## Given passage
+===+

AF is the most prevalent form of cardiac arrhythmia, and the prevalence and mortality of AF are still increasing globally [29]. Although many risk factors, such as age, hypertension, and diabetes, have been proposed [29], the incidence and prevalence are still high. Therefore, new causes need to be clarified. NAFLD has been identified as the most common liver and metabolic disease worldwide, with a high global prevalence [30]. Increasing evidence has reported that NAFLD is a multisystem disease [31]. Mounting evidence has indicated a strong relationship between NAFLD and cardiovascular disease [32]. However, NAFLD has not been fully deemed an important risk factor by cardiologists, and NAFLD has not been included in the guidelines as a main risk factor for the prevention and treatment of cardiovascular diseases [30]. Interestingly, many clinical studies have suggested that NAFLD patients have a higher prevalence of arrhythmias such as AF [10, 33]. However, the potential pathophysiological mechanisms of NAFLD and AF are quite complex. To elucidate the molecular mechanism in these two diseases, new molecules need to be revealed. Thus, in the current study, an effective method of bioinformatics technology was applied to mine valuable data and analyze complicated genetic networks.

+===+

Segmentation mask data:
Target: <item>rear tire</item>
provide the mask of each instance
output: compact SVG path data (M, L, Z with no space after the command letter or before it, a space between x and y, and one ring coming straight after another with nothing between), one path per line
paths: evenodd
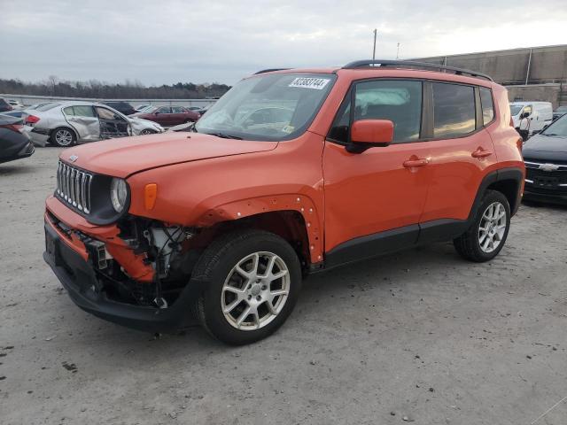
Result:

+===+

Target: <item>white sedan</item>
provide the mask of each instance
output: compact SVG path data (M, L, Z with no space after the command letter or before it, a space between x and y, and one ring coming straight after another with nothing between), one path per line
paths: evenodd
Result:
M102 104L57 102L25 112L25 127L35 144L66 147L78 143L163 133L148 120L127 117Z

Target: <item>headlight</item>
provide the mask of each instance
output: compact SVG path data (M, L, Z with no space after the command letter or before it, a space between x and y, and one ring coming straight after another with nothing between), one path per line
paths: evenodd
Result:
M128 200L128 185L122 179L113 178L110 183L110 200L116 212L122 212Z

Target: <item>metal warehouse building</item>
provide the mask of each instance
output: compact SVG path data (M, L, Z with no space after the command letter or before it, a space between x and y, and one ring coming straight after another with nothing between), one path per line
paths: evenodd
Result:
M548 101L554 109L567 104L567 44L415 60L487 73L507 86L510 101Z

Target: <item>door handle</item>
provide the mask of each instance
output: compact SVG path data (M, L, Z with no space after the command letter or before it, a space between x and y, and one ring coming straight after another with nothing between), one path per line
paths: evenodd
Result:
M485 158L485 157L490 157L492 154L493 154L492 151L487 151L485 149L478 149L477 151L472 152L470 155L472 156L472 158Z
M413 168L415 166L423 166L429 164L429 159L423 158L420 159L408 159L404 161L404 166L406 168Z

+===+

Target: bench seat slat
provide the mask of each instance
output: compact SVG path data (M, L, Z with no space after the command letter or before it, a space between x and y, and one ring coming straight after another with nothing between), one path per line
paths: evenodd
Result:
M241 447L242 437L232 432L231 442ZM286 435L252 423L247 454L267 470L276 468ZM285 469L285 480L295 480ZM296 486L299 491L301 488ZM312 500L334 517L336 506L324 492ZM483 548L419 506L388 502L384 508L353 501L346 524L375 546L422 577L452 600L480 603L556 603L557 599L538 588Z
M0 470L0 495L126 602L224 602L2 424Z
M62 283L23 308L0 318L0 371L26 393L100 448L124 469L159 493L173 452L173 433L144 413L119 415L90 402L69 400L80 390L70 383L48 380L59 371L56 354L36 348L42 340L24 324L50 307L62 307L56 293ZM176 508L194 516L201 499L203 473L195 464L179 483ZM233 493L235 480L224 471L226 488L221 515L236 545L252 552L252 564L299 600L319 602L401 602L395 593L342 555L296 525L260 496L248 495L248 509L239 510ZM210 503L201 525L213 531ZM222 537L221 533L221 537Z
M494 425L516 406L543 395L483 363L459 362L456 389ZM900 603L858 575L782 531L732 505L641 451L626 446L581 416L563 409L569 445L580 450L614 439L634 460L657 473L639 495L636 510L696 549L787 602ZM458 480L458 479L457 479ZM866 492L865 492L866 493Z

+===+

## Exercise instructions
A. In the passage on NAFLD and atrial fibrillation, what has NAFLD been identified as worldwide?
B. Continue the passage on NAFLD and atrial fibrillation from its last sentence.

## Answers by task
A. The most common liver and metabolic disease worldwide.

B.
We reviewed the previous literature and found that several putative mechanisms potentially link NAFLD and AF. Certain changes occur in the liver of NAFLD patients that could lead to disturbances in the liver-heart crosstalk networks. First, NAFLD might lead to increased systematic inflammation, which might trigger AF [34]. Second, the increased thickness of epicardial fat and dysregulation of glucose and lipid metabolism in NAFLD patients has been shown to be linked to the dysfunction of left ventricular diastolic, which is a potential hazard for AF [35]. The thickened epicardial fat acts as an endocrine organ and secretes proinflammatory cytokines and prooxidant molecules, which might result in morphological and functional cardiac alterations [36]. Finally, NAFLD has also been indicated to be related to the disturbance of immunologic homeostasis, which may play crucial roles in AF initiation and progression [37]. These NAFLD-associated changes might play important roles in the structural, electrical, and autonomic remodeling of the left atrium [38]. Therefore, the inflammatory response and immune dysfunction are very important in the progression of NAFLD and AF. The link between the two diseases could have crucial clinical implications for patients with NAFLD and emphasize prophylaxis against AF.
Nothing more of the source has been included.